Stefan Monnier <address@hidden> writes:

>> I'm unconvinced. I think a build should be repeatable. Imagine bisecting
>> a bug that has come up in an ELPA package when you are not sure whether
>> it's the package or Emacs core that has broken things.
>
> That's already a problem with Elisp packages (whether from GNU ELPA or
> elsewhere), so the fact that we bundle some of them doesn't make much of
> a difference in this respect.

It is, but, now that ELPA package will be in the tarball download; I
think when someone says "bug X, affecting package Y, in Emacs-26.Z" that
should give you enough information to try and reproduce the error.

Without a repeatable build, you will also need to know what verison
package Y is, if and only if it is a "core ELPA" package.


> Dependencies between them *should* be limited so that GNU ELPA packages
> can be used with various Emacs versions (and vice-versa).

I think that this is a necessity at the moment. My own feeling is that
ELPA/package.el should support Emacs versions -- that it should be
possible to publish an ELPA package to a specific version of Emacs. That
is for the future however.

......

> **WHAT THE EXERCISE ASKS**
Copy out the stretch from "Stefan Monnier <address@hidden>" through "in this respect." word for word from the email about repeatable Emacs builds.

> **MATERIAL**
......

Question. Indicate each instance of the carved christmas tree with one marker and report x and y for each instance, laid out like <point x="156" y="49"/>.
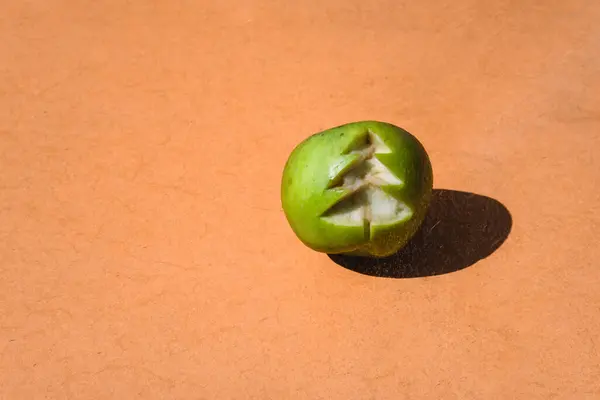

......

> **TASK OUTPUT**
Stefan Monnier <address@hidden> writes:

>> I'm unconvinced. I think a build should be repeatable. Imagine bisecting
>> a bug that has come up in an ELPA package when you are not sure whether
>> it's the package or Emacs core that has broken things.
>
> That's already a problem with Elisp packages (whether from GNU ELPA or
> elsewhere), so the fact that we bundle some of them doesn't make much of
> a difference in this respect.